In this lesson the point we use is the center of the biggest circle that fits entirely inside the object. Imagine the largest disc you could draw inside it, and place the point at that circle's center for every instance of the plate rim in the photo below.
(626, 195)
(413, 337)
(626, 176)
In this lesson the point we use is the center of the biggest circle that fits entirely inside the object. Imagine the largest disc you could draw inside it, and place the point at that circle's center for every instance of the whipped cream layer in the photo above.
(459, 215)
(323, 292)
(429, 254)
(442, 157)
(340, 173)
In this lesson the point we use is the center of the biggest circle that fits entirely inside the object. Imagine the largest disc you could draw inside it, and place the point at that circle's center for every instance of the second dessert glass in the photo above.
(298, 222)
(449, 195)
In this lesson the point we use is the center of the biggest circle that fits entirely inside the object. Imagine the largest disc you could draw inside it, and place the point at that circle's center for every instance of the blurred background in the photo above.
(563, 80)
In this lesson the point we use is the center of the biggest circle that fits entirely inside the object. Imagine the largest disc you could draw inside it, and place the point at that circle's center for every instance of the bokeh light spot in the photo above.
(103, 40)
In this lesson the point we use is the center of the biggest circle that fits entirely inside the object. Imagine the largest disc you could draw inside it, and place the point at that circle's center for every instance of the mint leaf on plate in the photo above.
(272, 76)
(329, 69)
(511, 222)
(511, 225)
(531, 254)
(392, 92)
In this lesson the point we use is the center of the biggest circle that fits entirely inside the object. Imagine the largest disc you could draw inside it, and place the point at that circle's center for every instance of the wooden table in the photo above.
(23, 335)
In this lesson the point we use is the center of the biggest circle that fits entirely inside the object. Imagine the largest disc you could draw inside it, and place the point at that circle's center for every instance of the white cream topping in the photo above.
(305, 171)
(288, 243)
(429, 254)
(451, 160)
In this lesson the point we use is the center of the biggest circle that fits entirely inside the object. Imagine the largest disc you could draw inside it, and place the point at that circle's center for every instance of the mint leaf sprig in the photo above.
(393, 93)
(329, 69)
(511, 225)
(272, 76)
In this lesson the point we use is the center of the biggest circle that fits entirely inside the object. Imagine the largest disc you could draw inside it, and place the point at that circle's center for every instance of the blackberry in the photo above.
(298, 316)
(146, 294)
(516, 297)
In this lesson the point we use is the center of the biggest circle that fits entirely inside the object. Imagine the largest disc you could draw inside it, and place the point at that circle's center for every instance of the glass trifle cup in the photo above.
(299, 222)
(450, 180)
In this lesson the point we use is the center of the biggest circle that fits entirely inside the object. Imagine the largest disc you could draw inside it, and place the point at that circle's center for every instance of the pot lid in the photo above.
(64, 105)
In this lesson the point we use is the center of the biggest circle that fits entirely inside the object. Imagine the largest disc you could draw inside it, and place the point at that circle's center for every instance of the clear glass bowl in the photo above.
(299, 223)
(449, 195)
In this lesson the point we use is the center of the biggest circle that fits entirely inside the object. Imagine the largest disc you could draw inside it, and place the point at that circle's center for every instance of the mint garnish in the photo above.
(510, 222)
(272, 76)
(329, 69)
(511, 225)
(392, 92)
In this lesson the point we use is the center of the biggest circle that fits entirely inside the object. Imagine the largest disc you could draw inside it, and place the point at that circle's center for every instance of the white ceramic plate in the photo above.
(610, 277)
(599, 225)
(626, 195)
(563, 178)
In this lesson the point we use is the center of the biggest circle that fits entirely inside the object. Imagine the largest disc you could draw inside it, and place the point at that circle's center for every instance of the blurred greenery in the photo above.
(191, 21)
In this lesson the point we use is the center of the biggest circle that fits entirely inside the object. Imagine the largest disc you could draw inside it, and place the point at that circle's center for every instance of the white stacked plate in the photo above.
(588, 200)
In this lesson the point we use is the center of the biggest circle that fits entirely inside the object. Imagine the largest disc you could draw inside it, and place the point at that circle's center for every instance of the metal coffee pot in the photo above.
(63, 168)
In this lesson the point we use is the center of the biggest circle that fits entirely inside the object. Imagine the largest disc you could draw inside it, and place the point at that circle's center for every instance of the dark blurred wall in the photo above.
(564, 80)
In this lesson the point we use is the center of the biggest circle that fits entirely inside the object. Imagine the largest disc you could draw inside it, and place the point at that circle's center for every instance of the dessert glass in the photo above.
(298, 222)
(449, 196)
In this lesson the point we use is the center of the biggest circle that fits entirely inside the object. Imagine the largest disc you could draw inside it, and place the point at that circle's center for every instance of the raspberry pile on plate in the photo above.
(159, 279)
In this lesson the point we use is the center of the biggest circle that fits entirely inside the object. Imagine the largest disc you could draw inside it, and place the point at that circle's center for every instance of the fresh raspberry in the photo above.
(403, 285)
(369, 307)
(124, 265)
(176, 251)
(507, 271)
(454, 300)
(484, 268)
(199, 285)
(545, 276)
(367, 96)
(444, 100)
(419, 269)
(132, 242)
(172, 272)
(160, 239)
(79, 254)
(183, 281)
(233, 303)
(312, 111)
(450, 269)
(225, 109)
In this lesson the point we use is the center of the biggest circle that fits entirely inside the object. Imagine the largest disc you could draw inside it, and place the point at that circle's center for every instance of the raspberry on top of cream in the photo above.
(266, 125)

......

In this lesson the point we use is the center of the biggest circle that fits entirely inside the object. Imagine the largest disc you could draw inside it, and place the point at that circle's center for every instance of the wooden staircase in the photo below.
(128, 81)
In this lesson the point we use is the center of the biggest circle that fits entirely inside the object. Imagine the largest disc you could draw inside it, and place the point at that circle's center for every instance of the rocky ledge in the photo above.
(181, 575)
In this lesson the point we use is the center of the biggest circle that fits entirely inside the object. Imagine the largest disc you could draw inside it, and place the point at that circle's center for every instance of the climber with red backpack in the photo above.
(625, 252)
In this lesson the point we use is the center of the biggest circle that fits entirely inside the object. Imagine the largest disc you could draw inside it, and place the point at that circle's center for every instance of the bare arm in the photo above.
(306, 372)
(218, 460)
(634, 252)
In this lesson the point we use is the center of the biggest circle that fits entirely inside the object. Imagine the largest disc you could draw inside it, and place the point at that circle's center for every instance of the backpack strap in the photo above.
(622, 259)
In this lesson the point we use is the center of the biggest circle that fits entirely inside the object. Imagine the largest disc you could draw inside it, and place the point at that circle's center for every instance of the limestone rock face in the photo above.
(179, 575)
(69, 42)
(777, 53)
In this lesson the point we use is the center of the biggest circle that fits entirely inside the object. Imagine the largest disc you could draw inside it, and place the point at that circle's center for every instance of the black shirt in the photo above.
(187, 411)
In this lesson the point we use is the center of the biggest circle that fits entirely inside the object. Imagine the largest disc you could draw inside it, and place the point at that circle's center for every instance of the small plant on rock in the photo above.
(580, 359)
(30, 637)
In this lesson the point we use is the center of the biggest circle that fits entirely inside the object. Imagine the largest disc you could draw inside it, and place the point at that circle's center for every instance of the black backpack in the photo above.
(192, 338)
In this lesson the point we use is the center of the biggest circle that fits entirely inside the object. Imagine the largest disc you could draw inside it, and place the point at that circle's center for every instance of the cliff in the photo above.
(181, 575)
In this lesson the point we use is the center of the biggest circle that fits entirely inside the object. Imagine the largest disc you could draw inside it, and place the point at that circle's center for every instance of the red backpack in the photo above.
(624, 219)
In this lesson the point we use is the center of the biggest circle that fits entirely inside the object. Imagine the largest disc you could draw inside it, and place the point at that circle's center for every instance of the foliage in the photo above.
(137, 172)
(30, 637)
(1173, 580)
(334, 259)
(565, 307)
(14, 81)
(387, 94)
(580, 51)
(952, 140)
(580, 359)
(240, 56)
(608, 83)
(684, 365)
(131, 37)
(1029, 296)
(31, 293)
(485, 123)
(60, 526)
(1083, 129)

......

### Given problem:
List in full every line of the rows above that contains the word "garnish".

### Finished exercise:
In this lesson the point we use is the center of the biggest circle that fits entirely inside the object. Imagine the largest disc you could draw inside it, and place the point at that circle's center for every instance of the mint garnish in the photo above.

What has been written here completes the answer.